[Excerpts of location labeling data]
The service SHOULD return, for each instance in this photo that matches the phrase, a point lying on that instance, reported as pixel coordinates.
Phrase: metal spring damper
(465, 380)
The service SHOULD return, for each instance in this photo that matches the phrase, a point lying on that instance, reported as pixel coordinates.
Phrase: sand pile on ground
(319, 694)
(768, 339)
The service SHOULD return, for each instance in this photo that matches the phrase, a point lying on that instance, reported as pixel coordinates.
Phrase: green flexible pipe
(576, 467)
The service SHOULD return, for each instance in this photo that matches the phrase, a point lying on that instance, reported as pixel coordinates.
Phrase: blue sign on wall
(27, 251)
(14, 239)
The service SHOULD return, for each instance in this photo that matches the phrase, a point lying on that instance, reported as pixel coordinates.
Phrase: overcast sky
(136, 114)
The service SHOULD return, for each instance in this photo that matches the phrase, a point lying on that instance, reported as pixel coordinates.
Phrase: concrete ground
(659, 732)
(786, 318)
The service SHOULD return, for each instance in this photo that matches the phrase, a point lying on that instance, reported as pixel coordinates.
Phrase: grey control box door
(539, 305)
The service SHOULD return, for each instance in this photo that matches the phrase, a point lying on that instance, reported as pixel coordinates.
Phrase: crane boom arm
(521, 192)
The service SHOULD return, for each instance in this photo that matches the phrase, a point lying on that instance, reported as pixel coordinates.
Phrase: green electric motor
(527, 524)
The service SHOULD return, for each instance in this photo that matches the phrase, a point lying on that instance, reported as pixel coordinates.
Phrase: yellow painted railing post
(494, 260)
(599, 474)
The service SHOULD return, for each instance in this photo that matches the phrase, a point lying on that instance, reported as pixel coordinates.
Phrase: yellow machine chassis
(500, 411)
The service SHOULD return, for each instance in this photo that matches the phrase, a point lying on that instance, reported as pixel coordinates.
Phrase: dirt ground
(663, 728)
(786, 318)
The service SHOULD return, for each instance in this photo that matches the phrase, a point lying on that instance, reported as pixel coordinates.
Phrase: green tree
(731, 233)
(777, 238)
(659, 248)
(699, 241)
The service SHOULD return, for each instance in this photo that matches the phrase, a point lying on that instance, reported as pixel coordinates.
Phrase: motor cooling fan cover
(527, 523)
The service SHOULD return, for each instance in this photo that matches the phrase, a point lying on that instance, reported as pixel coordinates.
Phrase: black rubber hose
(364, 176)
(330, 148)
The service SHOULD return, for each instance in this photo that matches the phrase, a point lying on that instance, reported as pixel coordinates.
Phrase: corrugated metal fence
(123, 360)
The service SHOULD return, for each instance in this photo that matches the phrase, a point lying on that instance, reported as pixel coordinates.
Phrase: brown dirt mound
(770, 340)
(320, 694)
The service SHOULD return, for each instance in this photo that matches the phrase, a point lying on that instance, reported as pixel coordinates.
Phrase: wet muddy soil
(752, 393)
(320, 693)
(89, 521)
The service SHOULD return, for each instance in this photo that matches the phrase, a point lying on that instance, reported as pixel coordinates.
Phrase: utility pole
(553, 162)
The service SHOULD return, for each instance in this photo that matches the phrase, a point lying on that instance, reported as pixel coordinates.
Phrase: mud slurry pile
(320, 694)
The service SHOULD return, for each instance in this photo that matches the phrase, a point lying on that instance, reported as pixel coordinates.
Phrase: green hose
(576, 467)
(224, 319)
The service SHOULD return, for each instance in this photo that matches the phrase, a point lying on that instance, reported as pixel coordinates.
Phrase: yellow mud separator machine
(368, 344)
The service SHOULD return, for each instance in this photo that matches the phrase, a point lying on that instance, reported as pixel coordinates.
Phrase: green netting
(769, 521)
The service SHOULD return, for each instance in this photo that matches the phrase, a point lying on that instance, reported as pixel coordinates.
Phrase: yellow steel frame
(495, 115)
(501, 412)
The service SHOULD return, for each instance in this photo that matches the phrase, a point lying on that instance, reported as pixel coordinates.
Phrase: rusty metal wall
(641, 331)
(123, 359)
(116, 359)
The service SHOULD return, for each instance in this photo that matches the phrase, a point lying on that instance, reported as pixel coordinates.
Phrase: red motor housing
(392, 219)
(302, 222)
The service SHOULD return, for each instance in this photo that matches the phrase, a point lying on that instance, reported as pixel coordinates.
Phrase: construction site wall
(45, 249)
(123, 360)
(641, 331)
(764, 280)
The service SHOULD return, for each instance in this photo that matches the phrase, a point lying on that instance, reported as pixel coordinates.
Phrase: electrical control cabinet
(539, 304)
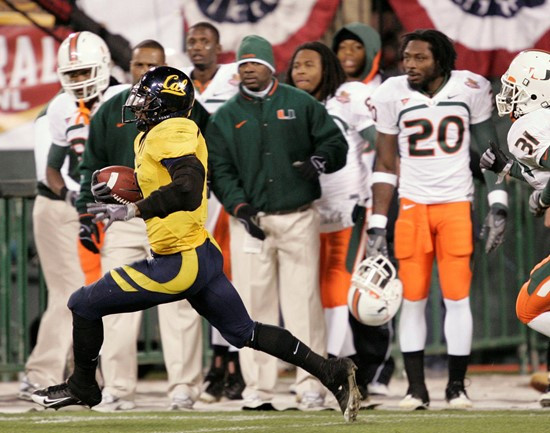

◆ **Problem details**: Which lines in the records above contain the word "machine"? Pick out each of those lines and copy it.

◆ **Exercise output**:
Phrase: yellow machine chassis
Phrase: yellow mud separator machine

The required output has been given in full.